■ Directions: Please duplicate the part of the listing that opens with the line containing "Your task is to locate every instance of boat" and closes with the line containing "34,88 -> 55,124", including both of those lines.

■ Data for the task:

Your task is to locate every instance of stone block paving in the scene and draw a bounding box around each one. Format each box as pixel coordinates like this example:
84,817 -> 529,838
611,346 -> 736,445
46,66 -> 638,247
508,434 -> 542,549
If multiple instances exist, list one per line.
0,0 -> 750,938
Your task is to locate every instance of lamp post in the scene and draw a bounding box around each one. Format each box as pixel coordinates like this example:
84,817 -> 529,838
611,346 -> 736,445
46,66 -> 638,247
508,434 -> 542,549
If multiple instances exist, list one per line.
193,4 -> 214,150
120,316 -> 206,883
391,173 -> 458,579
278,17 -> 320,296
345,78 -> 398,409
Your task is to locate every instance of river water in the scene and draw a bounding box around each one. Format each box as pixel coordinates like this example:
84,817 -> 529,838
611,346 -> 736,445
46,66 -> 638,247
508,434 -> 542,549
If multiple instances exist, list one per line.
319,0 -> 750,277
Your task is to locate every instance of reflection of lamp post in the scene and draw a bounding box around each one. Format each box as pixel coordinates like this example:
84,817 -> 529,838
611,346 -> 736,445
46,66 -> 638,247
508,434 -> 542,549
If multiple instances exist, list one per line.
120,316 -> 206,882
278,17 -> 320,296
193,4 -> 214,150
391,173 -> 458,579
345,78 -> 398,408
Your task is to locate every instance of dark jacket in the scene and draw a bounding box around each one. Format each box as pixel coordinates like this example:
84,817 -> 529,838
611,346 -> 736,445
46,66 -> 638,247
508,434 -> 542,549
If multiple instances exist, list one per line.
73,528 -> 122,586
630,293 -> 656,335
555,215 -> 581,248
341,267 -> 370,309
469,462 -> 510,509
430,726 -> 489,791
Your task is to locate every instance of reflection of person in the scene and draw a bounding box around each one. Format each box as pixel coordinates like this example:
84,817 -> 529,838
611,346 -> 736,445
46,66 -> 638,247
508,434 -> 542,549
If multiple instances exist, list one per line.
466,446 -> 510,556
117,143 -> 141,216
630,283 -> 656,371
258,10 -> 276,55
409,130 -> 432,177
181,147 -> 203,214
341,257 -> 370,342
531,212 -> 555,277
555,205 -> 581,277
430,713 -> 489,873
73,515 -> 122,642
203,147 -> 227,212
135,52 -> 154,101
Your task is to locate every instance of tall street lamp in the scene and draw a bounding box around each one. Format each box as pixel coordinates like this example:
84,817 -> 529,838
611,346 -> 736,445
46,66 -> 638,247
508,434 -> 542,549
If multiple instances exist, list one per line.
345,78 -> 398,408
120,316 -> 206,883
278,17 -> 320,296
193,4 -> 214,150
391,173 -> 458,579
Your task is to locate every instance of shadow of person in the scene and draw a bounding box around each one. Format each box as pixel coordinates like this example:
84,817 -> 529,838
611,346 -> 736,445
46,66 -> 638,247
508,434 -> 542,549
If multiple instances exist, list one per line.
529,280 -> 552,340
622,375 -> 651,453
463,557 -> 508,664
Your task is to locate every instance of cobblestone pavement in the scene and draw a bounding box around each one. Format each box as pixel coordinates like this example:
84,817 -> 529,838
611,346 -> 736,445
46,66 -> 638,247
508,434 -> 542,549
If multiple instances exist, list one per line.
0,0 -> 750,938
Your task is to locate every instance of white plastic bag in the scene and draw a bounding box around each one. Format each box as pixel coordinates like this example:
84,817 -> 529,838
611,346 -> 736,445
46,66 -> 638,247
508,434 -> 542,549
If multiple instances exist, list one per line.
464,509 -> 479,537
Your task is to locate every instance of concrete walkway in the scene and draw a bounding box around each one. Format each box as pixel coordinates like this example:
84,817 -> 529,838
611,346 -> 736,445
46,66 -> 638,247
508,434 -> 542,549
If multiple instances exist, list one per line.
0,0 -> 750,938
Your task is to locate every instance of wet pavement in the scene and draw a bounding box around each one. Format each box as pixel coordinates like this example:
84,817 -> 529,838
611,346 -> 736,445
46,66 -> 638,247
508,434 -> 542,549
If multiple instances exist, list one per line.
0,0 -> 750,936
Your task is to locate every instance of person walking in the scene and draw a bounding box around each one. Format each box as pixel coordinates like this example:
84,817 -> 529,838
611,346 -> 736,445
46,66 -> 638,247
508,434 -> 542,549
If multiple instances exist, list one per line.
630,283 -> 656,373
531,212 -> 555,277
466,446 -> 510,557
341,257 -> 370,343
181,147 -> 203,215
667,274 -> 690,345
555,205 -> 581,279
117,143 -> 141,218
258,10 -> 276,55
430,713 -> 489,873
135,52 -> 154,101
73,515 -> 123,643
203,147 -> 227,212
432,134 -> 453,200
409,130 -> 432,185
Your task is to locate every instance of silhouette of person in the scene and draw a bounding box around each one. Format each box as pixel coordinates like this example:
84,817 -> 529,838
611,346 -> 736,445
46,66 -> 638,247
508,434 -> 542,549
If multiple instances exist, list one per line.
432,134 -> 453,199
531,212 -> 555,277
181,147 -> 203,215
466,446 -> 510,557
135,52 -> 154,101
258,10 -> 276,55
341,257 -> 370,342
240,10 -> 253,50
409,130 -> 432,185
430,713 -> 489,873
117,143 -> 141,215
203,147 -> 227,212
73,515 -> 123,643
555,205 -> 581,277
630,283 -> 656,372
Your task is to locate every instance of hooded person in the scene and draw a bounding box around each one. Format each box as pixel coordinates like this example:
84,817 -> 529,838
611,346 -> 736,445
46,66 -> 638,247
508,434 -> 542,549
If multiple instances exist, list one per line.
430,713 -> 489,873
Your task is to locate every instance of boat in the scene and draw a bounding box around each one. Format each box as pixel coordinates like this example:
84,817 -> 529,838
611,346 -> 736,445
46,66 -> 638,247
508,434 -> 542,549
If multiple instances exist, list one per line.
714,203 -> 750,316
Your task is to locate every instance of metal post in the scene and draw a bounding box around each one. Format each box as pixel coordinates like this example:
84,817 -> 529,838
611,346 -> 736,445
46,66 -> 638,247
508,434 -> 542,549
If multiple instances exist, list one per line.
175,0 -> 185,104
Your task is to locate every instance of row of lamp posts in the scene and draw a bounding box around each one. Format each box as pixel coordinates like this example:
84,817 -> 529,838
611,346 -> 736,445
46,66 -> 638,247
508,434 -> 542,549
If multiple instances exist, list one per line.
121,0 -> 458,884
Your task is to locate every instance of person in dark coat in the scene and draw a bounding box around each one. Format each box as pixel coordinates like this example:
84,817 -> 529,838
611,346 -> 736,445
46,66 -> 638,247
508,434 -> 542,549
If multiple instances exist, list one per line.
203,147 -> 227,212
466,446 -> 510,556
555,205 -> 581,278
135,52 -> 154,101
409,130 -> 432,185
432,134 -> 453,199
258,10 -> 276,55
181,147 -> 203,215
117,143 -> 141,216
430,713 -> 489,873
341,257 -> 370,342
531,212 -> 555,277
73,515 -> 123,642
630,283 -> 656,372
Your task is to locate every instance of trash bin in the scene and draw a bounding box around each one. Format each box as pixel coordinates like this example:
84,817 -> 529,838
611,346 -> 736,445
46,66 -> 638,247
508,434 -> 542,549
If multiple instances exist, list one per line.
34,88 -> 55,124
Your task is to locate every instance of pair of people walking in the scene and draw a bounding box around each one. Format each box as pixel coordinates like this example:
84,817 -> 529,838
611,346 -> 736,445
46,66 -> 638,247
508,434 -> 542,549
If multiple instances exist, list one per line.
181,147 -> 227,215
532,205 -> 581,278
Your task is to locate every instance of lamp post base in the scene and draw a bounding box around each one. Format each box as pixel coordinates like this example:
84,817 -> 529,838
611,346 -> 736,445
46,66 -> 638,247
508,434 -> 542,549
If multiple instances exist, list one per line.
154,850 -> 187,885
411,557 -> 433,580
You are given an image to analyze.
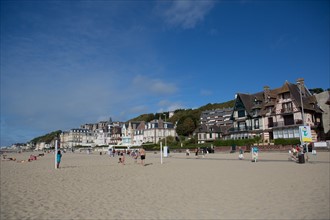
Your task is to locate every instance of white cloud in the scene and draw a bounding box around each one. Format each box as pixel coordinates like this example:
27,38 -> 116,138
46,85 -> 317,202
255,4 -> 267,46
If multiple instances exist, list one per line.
132,75 -> 178,95
158,100 -> 185,112
200,89 -> 213,96
163,1 -> 214,29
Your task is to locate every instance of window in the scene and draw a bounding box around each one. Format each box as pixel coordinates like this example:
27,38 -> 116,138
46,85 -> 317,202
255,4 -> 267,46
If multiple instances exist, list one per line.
238,110 -> 245,118
282,92 -> 290,99
267,107 -> 273,113
282,102 -> 292,112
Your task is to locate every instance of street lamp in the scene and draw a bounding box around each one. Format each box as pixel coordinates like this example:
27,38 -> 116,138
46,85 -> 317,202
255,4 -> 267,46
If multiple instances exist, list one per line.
297,81 -> 305,126
297,80 -> 308,162
163,114 -> 167,146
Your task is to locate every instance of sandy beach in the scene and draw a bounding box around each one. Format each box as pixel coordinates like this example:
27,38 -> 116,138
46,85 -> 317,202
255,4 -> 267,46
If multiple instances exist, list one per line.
0,152 -> 330,219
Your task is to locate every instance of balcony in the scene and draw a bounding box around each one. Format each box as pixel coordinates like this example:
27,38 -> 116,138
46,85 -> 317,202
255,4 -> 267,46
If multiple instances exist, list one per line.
229,126 -> 252,132
281,108 -> 292,114
268,119 -> 303,127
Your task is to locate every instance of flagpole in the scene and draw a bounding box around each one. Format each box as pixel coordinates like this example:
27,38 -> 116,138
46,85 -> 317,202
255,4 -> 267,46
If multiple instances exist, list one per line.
55,139 -> 58,169
160,142 -> 163,164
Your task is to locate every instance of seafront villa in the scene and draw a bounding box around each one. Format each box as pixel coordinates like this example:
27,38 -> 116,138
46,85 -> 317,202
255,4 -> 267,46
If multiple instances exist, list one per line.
195,78 -> 329,144
60,118 -> 177,148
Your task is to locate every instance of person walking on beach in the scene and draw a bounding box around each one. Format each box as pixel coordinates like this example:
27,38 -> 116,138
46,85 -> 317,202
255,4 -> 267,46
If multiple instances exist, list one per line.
139,148 -> 146,166
56,150 -> 62,169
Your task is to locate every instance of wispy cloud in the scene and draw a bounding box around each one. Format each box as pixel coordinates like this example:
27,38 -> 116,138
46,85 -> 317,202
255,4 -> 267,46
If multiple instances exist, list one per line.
200,89 -> 213,96
158,100 -> 185,112
162,1 -> 215,29
132,75 -> 178,95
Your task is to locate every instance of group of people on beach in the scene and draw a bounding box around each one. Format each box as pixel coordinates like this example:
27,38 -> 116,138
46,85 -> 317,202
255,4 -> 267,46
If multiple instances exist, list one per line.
112,148 -> 146,166
1,153 -> 44,163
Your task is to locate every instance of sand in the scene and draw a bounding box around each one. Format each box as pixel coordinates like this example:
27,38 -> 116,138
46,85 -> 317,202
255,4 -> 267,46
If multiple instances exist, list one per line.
0,152 -> 330,219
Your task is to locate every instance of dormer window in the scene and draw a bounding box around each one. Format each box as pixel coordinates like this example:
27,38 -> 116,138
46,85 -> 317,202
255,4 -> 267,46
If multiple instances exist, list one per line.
282,92 -> 290,99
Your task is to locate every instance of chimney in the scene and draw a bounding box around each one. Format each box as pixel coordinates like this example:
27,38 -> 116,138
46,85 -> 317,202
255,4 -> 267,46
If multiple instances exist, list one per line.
264,86 -> 270,102
297,78 -> 306,96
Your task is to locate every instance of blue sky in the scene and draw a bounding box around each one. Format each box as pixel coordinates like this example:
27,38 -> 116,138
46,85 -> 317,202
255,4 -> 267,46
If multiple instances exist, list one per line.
0,0 -> 330,146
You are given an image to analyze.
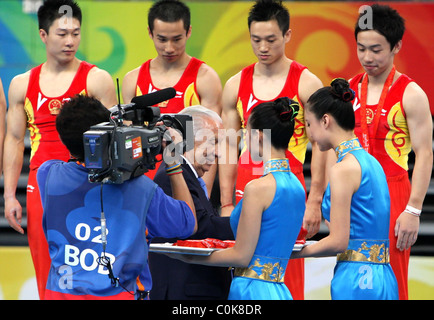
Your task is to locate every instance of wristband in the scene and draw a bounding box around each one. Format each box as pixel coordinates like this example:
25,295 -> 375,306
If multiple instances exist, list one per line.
220,203 -> 233,209
166,163 -> 181,172
166,169 -> 182,176
404,205 -> 422,217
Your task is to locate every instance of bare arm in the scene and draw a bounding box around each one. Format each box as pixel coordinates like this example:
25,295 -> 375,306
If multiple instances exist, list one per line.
299,70 -> 327,238
219,74 -> 241,216
395,83 -> 433,250
196,64 -> 222,115
197,64 -> 222,195
3,73 -> 29,234
0,79 -> 6,173
87,67 -> 118,108
291,159 -> 361,258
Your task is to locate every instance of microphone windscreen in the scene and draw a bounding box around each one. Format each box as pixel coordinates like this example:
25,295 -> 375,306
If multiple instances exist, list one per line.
131,87 -> 176,109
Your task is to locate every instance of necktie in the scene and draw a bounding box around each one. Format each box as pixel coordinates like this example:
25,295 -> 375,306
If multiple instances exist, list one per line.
197,177 -> 208,198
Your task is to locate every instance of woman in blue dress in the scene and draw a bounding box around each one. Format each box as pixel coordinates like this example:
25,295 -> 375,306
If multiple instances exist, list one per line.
171,98 -> 305,300
292,79 -> 398,300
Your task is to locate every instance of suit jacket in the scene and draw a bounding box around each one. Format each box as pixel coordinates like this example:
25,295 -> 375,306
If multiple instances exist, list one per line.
149,163 -> 234,300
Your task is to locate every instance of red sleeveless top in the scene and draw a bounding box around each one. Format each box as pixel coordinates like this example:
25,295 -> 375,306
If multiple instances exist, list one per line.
136,57 -> 204,113
24,61 -> 94,169
350,73 -> 413,177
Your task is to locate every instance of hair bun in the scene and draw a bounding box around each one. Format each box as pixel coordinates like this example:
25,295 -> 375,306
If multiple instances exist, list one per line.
330,78 -> 356,102
274,97 -> 300,121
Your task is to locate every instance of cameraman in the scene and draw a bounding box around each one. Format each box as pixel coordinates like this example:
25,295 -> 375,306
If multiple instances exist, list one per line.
37,96 -> 197,299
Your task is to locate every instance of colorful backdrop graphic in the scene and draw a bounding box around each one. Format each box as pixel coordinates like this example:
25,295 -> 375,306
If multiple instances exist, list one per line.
0,0 -> 434,113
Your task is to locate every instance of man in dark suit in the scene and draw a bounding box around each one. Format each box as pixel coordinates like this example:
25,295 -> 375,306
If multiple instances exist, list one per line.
149,106 -> 234,300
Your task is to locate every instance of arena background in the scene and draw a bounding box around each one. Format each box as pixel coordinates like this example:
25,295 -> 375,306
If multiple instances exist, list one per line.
0,0 -> 434,300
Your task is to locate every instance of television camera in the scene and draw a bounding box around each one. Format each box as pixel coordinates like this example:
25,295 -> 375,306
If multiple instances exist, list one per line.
83,88 -> 193,184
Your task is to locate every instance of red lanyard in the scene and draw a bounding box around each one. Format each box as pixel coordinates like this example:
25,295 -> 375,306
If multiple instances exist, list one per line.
360,66 -> 396,153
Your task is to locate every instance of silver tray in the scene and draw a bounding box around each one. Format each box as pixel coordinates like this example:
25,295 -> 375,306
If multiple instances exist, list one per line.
149,241 -> 316,256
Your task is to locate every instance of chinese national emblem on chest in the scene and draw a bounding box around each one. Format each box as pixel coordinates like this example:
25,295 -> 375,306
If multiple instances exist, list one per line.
48,99 -> 62,115
366,107 -> 374,125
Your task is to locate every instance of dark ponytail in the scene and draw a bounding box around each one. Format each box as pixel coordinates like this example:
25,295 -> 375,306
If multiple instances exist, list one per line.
249,97 -> 300,149
306,78 -> 356,130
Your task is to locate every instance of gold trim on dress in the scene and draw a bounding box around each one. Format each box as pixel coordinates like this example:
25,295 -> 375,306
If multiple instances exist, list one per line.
264,158 -> 291,175
234,258 -> 286,282
337,241 -> 390,264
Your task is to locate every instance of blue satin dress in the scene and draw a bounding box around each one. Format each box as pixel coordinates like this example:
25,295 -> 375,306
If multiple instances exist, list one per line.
228,159 -> 305,300
322,138 -> 398,300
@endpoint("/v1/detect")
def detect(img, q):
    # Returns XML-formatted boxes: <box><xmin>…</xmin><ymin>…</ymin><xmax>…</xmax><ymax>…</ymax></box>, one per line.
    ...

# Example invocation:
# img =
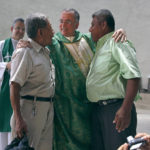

■ Expected answer:
Your task is to locate every instance of boat in the scene and draw a bounding box around each one. Format each box as pixel coordinates like this example:
84,817 -> 529,838
611,346 -> 736,445
46,66 -> 638,247
508,434 -> 542,549
If multiple instances exist, list one per line.
714,203 -> 750,316
Your task is to locate every instance of metal post in the scene and draw a bounding box around each one. Format each box as pixel coordinates like this example:
84,817 -> 529,838
611,346 -> 736,445
46,66 -> 638,247
508,434 -> 542,549
If multiple instances exist, list one per line.
175,0 -> 185,104
Your task is to locate every instance of row of lamp posts in the scene and draw a bounding box around each one. Format each box as pixel coordinates like this example:
84,817 -> 529,838
611,346 -> 736,445
46,66 -> 638,247
508,434 -> 542,549
If multiple instances exist, list one per line.
121,0 -> 458,884
Your task is to locate every instance of person in dark coat in the scene and draw a bounding box around each one. Format each box as pixel coordinates like this example:
84,817 -> 529,838
611,346 -> 736,445
46,66 -> 638,247
508,434 -> 542,549
If multiple instances exist, list one per line.
203,147 -> 227,212
466,446 -> 510,556
555,205 -> 581,278
135,52 -> 154,101
409,130 -> 432,185
432,134 -> 453,199
258,10 -> 276,55
181,147 -> 203,215
117,143 -> 141,216
430,713 -> 489,873
341,257 -> 370,342
531,212 -> 555,277
73,515 -> 123,642
630,283 -> 656,372
Your task is to locate every instance of trash bin in the scene and draw a bounding box around each one. Format each box as pixel coordinates like this example:
84,817 -> 529,838
611,346 -> 736,445
46,66 -> 638,247
508,434 -> 542,549
If multiple instances exist, list one per line.
34,88 -> 55,124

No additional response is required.